◆ Work to complete: Please copy every line of the entries below, requests included. In the answers only, scale each coordinate by 0.3 and round it to a whole number, with halves rounding up. Leave the numbers in the requests and their sample answers as they are.

◆ Input for this task:
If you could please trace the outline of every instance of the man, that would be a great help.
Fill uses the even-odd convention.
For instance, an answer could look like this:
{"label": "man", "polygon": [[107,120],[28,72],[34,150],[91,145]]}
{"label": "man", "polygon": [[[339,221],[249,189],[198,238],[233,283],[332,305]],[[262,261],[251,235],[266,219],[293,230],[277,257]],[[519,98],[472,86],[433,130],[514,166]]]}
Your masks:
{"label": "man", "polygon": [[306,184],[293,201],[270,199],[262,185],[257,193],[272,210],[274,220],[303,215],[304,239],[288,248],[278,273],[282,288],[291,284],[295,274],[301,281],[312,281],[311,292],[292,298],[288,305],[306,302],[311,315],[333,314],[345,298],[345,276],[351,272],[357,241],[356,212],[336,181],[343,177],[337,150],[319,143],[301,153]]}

◆ Task solution:
If you could please trace the outline of every instance of the man, that would be a great help.
Fill uses the even-odd convention.
For instance, an answer could look like this:
{"label": "man", "polygon": [[107,120],[28,72],[34,150],[91,145]]}
{"label": "man", "polygon": [[[339,221],[249,189],[198,238],[233,283],[332,305]],[[262,261],[251,235],[266,219],[293,230],[277,257]],[[519,98],[472,86],[433,130],[514,166]]]}
Your masks:
{"label": "man", "polygon": [[92,55],[88,60],[81,60],[79,56],[77,58],[82,63],[82,66],[91,65],[91,72],[86,74],[83,82],[85,86],[87,85],[89,82],[90,84],[94,84],[93,88],[88,89],[86,92],[92,91],[93,95],[100,94],[104,89],[104,83],[105,82],[107,72],[107,64],[101,54],[103,53],[101,45],[96,43],[90,46]]}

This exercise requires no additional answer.